Reproduce the data below word for word, line by line, without changing anything.

[Start of RECORDS FOR PROCESSING]

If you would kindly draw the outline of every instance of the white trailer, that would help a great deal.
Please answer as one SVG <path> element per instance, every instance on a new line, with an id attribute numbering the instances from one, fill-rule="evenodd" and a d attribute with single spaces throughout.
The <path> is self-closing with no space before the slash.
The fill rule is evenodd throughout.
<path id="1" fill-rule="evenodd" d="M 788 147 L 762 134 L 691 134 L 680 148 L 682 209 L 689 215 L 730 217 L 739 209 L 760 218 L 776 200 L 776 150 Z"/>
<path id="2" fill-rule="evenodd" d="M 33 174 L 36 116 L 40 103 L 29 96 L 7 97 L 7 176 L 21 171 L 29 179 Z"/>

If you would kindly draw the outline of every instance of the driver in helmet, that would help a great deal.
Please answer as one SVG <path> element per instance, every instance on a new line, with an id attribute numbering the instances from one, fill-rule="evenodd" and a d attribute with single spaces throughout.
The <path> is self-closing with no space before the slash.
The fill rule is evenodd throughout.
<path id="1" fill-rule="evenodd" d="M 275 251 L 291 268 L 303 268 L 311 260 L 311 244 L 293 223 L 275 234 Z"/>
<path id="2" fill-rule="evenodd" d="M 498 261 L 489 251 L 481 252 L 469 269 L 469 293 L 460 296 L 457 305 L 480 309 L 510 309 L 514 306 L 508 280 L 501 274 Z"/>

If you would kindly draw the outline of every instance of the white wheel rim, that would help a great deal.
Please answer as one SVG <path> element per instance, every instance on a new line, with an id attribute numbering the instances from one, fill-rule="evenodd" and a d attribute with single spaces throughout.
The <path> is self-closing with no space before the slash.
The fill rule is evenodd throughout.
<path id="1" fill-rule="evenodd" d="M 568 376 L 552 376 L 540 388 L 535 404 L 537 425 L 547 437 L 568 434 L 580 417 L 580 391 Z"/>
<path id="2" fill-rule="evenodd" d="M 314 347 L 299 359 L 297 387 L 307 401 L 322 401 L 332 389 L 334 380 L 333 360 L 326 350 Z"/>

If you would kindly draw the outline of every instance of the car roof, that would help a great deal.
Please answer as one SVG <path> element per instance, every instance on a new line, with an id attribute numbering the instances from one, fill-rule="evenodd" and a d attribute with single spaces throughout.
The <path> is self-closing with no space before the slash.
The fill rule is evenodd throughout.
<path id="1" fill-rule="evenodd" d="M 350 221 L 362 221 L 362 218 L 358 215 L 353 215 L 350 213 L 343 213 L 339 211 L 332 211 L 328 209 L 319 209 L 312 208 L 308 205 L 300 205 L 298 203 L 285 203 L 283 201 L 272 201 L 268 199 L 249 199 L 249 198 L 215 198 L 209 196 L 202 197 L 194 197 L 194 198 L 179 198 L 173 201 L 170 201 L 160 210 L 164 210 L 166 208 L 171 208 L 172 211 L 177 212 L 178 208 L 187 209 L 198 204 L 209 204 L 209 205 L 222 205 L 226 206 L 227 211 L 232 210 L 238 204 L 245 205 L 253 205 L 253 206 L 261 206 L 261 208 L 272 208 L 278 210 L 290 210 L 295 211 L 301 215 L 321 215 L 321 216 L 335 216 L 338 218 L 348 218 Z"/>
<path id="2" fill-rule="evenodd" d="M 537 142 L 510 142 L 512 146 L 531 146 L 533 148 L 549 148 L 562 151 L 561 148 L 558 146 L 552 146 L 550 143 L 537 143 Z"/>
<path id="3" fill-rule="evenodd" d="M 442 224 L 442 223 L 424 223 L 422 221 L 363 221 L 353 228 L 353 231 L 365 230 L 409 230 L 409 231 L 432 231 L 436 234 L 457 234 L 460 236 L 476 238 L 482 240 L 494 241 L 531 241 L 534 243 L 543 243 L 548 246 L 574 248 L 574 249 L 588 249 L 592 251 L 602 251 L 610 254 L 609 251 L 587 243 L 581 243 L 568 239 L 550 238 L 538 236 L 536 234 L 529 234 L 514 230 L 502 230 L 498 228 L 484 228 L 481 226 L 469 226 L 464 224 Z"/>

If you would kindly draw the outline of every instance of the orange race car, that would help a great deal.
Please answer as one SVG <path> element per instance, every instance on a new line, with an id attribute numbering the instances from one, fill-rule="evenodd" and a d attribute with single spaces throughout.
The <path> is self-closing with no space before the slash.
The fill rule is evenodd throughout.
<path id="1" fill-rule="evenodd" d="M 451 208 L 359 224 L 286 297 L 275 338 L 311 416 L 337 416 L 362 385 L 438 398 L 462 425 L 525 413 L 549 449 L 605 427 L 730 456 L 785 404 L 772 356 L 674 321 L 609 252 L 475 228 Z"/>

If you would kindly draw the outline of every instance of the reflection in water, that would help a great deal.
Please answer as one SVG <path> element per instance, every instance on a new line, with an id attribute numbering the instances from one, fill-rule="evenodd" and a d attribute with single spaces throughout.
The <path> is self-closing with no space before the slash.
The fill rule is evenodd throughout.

[End of RECORDS FOR PROCESSING]

**EXERCISE RESPONSE**
If you would kindly draw the outline of every instance of the white trailer, that would help a great deal.
Please answer as one SVG <path> element per instance, every instance on a new line, with an id attribute numbering the instances from one, fill-rule="evenodd" and a d attribute with single spaces throughout.
The <path> is self-closing with no space before the slash.
The fill rule is evenodd throughout.
<path id="1" fill-rule="evenodd" d="M 788 147 L 762 134 L 691 134 L 680 148 L 682 209 L 689 215 L 730 217 L 739 209 L 760 218 L 776 200 L 776 150 Z"/>
<path id="2" fill-rule="evenodd" d="M 33 174 L 36 116 L 40 103 L 29 96 L 7 97 L 7 176 L 21 171 L 29 179 Z"/>

If you would kindly draw the outline of every instance of the driver in helmet, that would help a great deal.
Please answer as one SVG <path> element per instance, every instance on a new line, with an id attribute numbering the instances from one, fill-rule="evenodd" and a d attribute with single spaces throughout.
The <path> is self-closing with no space before the slash.
The fill rule is evenodd throughout.
<path id="1" fill-rule="evenodd" d="M 275 251 L 291 268 L 303 268 L 311 260 L 311 244 L 293 223 L 275 234 Z"/>
<path id="2" fill-rule="evenodd" d="M 498 261 L 489 251 L 481 252 L 469 269 L 469 293 L 460 296 L 457 305 L 480 309 L 510 309 L 514 306 L 508 280 L 501 274 Z"/>

If you would kindly draw the outline of every instance of the white wheel rim, that would help a great deal.
Please answer as one SVG <path> element per instance, every instance on a new line, with an id attribute numbering the instances from one, fill-rule="evenodd" and a d attribute with single spaces throughout.
The <path> is self-closing with no space before the slash.
The fill rule is evenodd throughout.
<path id="1" fill-rule="evenodd" d="M 568 376 L 552 376 L 540 388 L 535 404 L 537 425 L 547 437 L 568 434 L 580 417 L 580 391 Z"/>
<path id="2" fill-rule="evenodd" d="M 314 347 L 299 359 L 297 387 L 307 401 L 322 401 L 332 389 L 334 380 L 333 360 L 326 350 Z"/>

If you would kindly draw the outline of every instance of the car roof, that would help a great deal.
Please answer as one SVG <path> element per instance, every instance on a new line, with an id attribute numbering the instances from one, fill-rule="evenodd" and a d attribute with single spaces throughout.
The <path> is self-closing with no space before the slash.
The fill rule is evenodd throughout.
<path id="1" fill-rule="evenodd" d="M 350 221 L 362 221 L 362 218 L 358 215 L 353 215 L 350 213 L 343 213 L 339 211 L 332 211 L 328 209 L 319 209 L 312 208 L 308 205 L 300 205 L 298 203 L 285 203 L 283 201 L 272 201 L 268 199 L 249 199 L 249 198 L 215 198 L 209 196 L 202 197 L 194 197 L 194 198 L 179 198 L 173 201 L 170 201 L 160 210 L 164 210 L 166 208 L 171 208 L 172 211 L 177 212 L 178 208 L 187 209 L 198 204 L 209 204 L 209 205 L 222 205 L 226 206 L 227 211 L 232 210 L 238 204 L 245 205 L 253 205 L 253 206 L 261 206 L 261 208 L 272 208 L 278 210 L 290 210 L 295 211 L 301 215 L 321 215 L 321 216 L 335 216 L 338 218 L 348 218 Z"/>
<path id="2" fill-rule="evenodd" d="M 537 142 L 510 142 L 512 146 L 531 146 L 533 148 L 549 148 L 562 151 L 561 148 L 558 146 L 552 146 L 550 143 L 537 143 Z"/>
<path id="3" fill-rule="evenodd" d="M 442 224 L 442 223 L 424 223 L 422 221 L 363 221 L 353 228 L 353 231 L 365 230 L 409 230 L 409 231 L 432 231 L 436 234 L 457 234 L 460 236 L 476 238 L 482 240 L 494 241 L 531 241 L 534 243 L 543 243 L 548 246 L 574 248 L 574 249 L 588 249 L 592 251 L 602 251 L 610 254 L 609 251 L 587 243 L 581 243 L 568 239 L 550 238 L 538 236 L 536 234 L 529 234 L 514 230 L 502 230 L 498 228 L 484 228 L 481 226 L 469 226 L 464 224 Z"/>

If you would kindly draw the outline of every instance of the orange race car, that would help a great deal.
Please answer as one SVG <path> element per instance, every instance on a new line, with an id attribute numbering the instances from one, fill-rule="evenodd" and a d attribute with single spaces throughout.
The <path> is self-closing with no space before the slash.
The fill rule is evenodd throughout.
<path id="1" fill-rule="evenodd" d="M 451 208 L 359 224 L 286 297 L 275 338 L 311 416 L 337 416 L 362 385 L 438 398 L 462 425 L 525 413 L 549 449 L 605 427 L 730 456 L 785 404 L 772 356 L 674 321 L 609 252 L 475 228 Z"/>

If you would kindly draw the outline of every instance of the reflection in water, that would help a great deal.
Please answer as one SVG <path> element per instance, every instance on a new line, with an id attribute numbering the instances from one, fill-rule="evenodd" and a d attribute with single spaces throughout.
The <path> is self-closing with no space before the slash.
The fill rule is evenodd throughout.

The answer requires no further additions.